■ **Problem to solve**:
Write the data out again, character for character, with no images.

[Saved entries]
+---+
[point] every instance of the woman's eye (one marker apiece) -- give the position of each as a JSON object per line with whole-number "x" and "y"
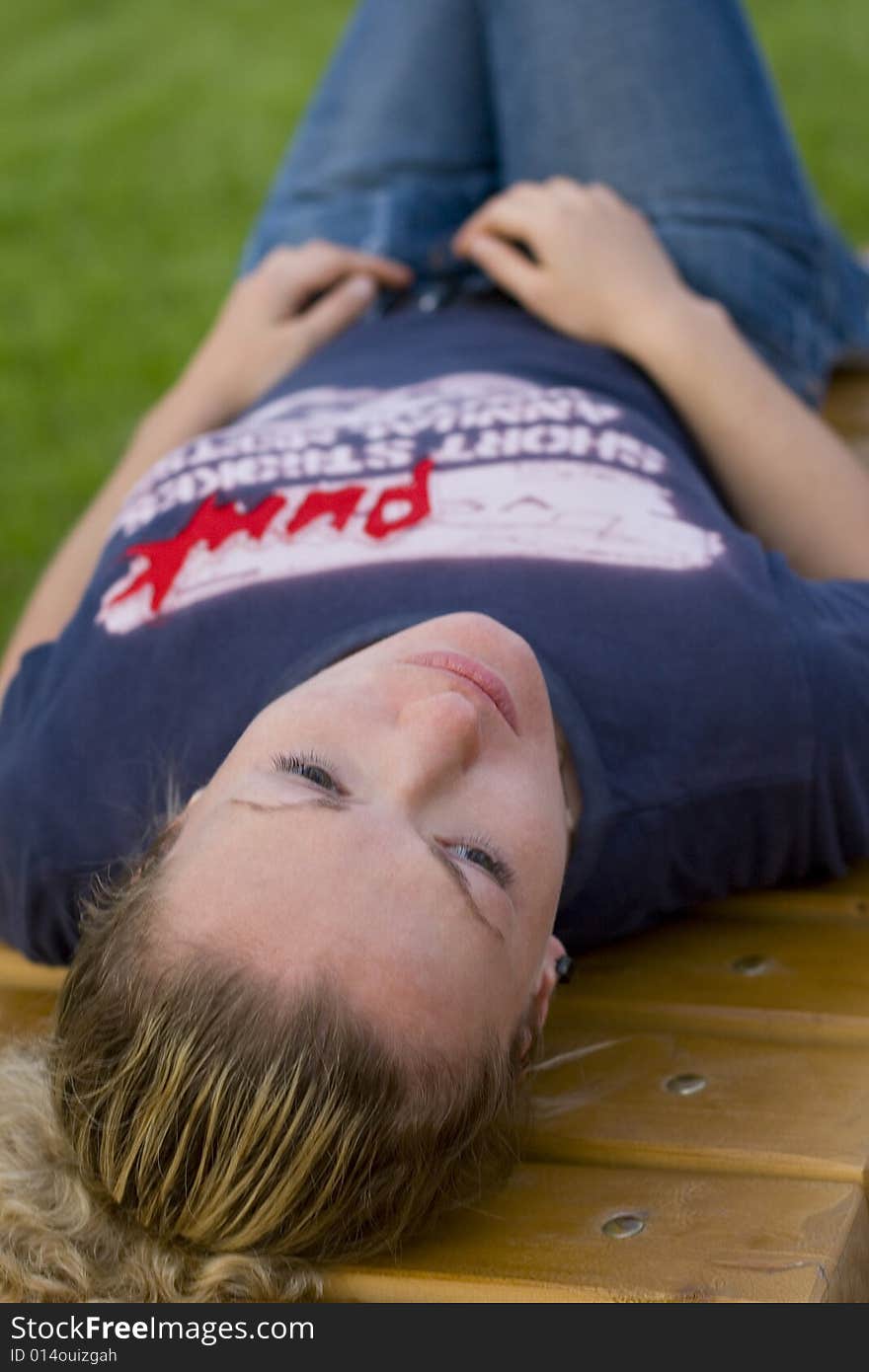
{"x": 472, "y": 851}
{"x": 479, "y": 850}
{"x": 309, "y": 766}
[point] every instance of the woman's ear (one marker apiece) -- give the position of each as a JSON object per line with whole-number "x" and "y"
{"x": 546, "y": 981}
{"x": 538, "y": 1009}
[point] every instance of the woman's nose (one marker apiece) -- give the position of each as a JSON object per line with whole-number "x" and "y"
{"x": 436, "y": 737}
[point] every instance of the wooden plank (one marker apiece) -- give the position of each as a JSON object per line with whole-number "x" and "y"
{"x": 743, "y": 977}
{"x": 846, "y": 407}
{"x": 25, "y": 1009}
{"x": 704, "y": 1238}
{"x": 605, "y": 1094}
{"x": 843, "y": 899}
{"x": 21, "y": 973}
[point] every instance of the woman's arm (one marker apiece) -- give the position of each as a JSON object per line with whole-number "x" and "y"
{"x": 266, "y": 330}
{"x": 601, "y": 274}
{"x": 787, "y": 475}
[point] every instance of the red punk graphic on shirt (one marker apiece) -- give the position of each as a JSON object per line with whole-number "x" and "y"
{"x": 467, "y": 465}
{"x": 213, "y": 524}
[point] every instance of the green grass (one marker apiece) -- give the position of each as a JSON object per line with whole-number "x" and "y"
{"x": 137, "y": 143}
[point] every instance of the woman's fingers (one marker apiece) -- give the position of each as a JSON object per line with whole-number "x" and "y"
{"x": 507, "y": 265}
{"x": 331, "y": 315}
{"x": 514, "y": 214}
{"x": 294, "y": 274}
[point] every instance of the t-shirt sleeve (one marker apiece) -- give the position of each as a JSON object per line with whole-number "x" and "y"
{"x": 24, "y": 690}
{"x": 36, "y": 901}
{"x": 832, "y": 625}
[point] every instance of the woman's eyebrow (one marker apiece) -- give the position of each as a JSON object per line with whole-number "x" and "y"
{"x": 337, "y": 802}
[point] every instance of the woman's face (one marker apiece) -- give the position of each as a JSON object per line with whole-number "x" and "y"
{"x": 352, "y": 862}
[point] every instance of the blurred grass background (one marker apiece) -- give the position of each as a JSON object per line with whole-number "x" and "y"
{"x": 139, "y": 140}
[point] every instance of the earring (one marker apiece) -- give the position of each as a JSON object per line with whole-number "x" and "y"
{"x": 565, "y": 967}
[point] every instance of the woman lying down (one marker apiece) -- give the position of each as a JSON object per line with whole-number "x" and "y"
{"x": 486, "y": 589}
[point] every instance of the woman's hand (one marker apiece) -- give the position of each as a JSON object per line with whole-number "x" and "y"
{"x": 271, "y": 321}
{"x": 597, "y": 269}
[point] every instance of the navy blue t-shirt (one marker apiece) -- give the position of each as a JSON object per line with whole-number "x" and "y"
{"x": 717, "y": 704}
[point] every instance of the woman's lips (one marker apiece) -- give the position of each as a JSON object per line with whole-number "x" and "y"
{"x": 472, "y": 671}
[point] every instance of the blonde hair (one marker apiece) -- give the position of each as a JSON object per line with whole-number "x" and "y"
{"x": 182, "y": 1133}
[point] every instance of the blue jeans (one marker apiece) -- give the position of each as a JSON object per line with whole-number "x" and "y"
{"x": 430, "y": 106}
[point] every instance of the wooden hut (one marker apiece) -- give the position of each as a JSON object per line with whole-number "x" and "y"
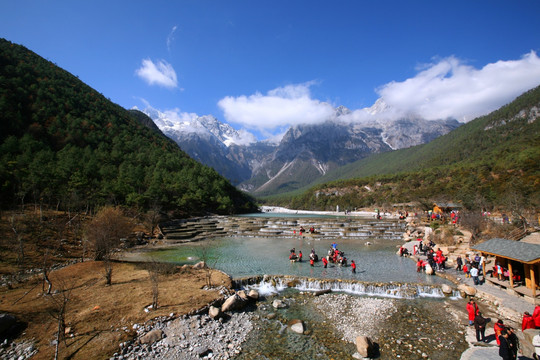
{"x": 442, "y": 208}
{"x": 520, "y": 260}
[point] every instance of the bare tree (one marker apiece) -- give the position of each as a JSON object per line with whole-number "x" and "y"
{"x": 153, "y": 216}
{"x": 210, "y": 260}
{"x": 473, "y": 221}
{"x": 46, "y": 273}
{"x": 155, "y": 271}
{"x": 105, "y": 232}
{"x": 59, "y": 301}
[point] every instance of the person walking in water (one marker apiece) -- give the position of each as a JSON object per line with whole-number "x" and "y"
{"x": 480, "y": 327}
{"x": 472, "y": 309}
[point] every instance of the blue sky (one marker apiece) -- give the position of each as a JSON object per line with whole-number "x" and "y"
{"x": 264, "y": 65}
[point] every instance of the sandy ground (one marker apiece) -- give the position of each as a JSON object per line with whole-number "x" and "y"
{"x": 99, "y": 317}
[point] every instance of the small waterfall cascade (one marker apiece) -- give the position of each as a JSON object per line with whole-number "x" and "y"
{"x": 361, "y": 228}
{"x": 268, "y": 285}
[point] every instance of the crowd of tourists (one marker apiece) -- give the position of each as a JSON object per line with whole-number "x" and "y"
{"x": 505, "y": 335}
{"x": 335, "y": 256}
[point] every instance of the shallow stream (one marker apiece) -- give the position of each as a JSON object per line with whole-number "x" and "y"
{"x": 421, "y": 327}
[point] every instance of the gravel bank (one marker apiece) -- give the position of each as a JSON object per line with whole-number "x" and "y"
{"x": 191, "y": 337}
{"x": 353, "y": 316}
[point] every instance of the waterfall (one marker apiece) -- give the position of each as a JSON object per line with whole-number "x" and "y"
{"x": 269, "y": 285}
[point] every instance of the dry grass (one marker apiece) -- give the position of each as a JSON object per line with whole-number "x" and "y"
{"x": 97, "y": 313}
+---+
■ **Response to the task**:
[point] every instance of the woman's eye (one marker apiece) -- give the position of each as a JSON object per line with whole-number "x" and "y"
{"x": 472, "y": 851}
{"x": 479, "y": 850}
{"x": 309, "y": 766}
[point] every instance of the woman's ear (one marker apiece) -- give the position of each as a JSON object per line with whole-number "x" and "y"
{"x": 546, "y": 981}
{"x": 538, "y": 1009}
[point] every instance of the woman's nose (one marker apiece) -- give the position of each as a JSON object per line with whole-number "x" and "y"
{"x": 436, "y": 737}
[point] every instance of the wooden plank (one marker apiece) -- give the position of each as a JSON object per line with whole-number "x" and "y"
{"x": 743, "y": 977}
{"x": 846, "y": 407}
{"x": 25, "y": 1009}
{"x": 704, "y": 1238}
{"x": 605, "y": 1094}
{"x": 843, "y": 899}
{"x": 21, "y": 973}
[point] every instance of the woman's arm (one marker apiece) -- give the position of each as a JSON object per line with whole-number "x" and "y"
{"x": 266, "y": 330}
{"x": 601, "y": 274}
{"x": 787, "y": 475}
[point] every instance of the red punk graphic on shirt (one marker apiece) -- give the position of each as a JSON object per line with whole-number "x" and "y"
{"x": 467, "y": 465}
{"x": 213, "y": 524}
[point] every instance of the green grass (one marker apiece) -- give the position of each as a JSON object per line with whole-number "x" and "y"
{"x": 137, "y": 143}
[point] every instance of the woman's fingers (one marker apiece) -- give the position of each as a JSON object per line with whole-number "x" and "y"
{"x": 507, "y": 265}
{"x": 331, "y": 315}
{"x": 514, "y": 214}
{"x": 294, "y": 274}
[point] every instance of the t-shirt sleeve (one marker apiece) -- give the position of each as a JSON object per line with whole-number "x" and "y"
{"x": 24, "y": 690}
{"x": 36, "y": 901}
{"x": 832, "y": 625}
[point] every instance of the woman's eyebrow (one marker apiece) -- give the position of each as a JSON object per line with whole-number "x" and "y"
{"x": 337, "y": 802}
[point] every instance of the woman's face (one marker apiece) -- give the position of each as a JSON object per line with whole-number "x" and "y"
{"x": 352, "y": 862}
[point] every instance of the blurred grass background (one marker apiece) -- give the position of each as a JSON object per line with whole-number "x" and "y"
{"x": 139, "y": 140}
[point] every instance of the earring (one marker apiece) -- give the position of each as a JSON object per line with whole-number "x" and "y"
{"x": 565, "y": 967}
[point] every instance of the woman lying down (one marker apiece) -- give the position of each as a JSON object per line with whole-number "x" and "y"
{"x": 486, "y": 589}
[point] every instance of the woman's hand (one marker apiece) -- give the position of each as a JSON object per line with whole-number "x" and "y"
{"x": 271, "y": 321}
{"x": 597, "y": 269}
[point] every instance of the navy blue t-shirt (one marker apiece) -- give the position of each as a JSON object per line with whole-number "x" and "y"
{"x": 717, "y": 704}
[point] every instance of the woman's lips (one marker apiece) -- give the position of each as a JSON object per line with whole-number "x" and "y"
{"x": 472, "y": 671}
[point] every instance of the blonde hair (one marker apiece) -- give the position of each as a JSON object per line with whole-number "x" and "y"
{"x": 182, "y": 1133}
[point] every instance of the blue jeans (one marker apiece) -- give the position of each as a JSON object per line with whole-number "x" and "y"
{"x": 430, "y": 106}
[point] every instance of the wooden hut (one marker apiece) -- give the position of each as a JSON object per line with whole-number "x" and "y"
{"x": 442, "y": 208}
{"x": 520, "y": 260}
[point] every instance of the bare tree (one marker apiece) -- give the position of each as a JSON object per line with whole-number "x" and "y"
{"x": 153, "y": 216}
{"x": 210, "y": 260}
{"x": 473, "y": 221}
{"x": 46, "y": 273}
{"x": 155, "y": 271}
{"x": 105, "y": 232}
{"x": 59, "y": 301}
[point] every instance of the person walking in water (one marker apiece) -- give the position of each as a JSON object per line with whole-number "x" and "y"
{"x": 480, "y": 327}
{"x": 472, "y": 309}
[point] every instance of the blue sky (one marker apiece) -- give the position of each as a JSON object per line with whole-number "x" and "y"
{"x": 264, "y": 65}
[point] every instance of the sandy ground (one marker apiece) -- give the position of each as a JSON object per line with whole-number "x" and "y"
{"x": 99, "y": 317}
[point] every instance of the small waterfall cascade (one marker apiece) -- give the position of each as a JSON object per line with whole-number "x" and "y"
{"x": 361, "y": 228}
{"x": 268, "y": 285}
[point] every instance of the crowd of tourists (one marker apiece) -- give the position of each as a JSON object per line with whole-number "x" and "y"
{"x": 505, "y": 335}
{"x": 335, "y": 256}
[point] every instance of the shallow stream (one marker apiece) -- give the position of each as a JSON object per line with whole-number "x" and "y"
{"x": 421, "y": 327}
[point] every instance of the gravel bank (one marker apiece) -- give the position of each as a JSON object per line with whole-number "x" and "y"
{"x": 191, "y": 337}
{"x": 353, "y": 316}
[point] every instance of the waterfall (one marker apiece) -- give the position of each as a JSON object per line with whole-number "x" and "y"
{"x": 269, "y": 285}
[point] every instance of the dry grass (one marker apiece) -- give the position of each as a JSON object per line with whole-number "x" and "y"
{"x": 97, "y": 313}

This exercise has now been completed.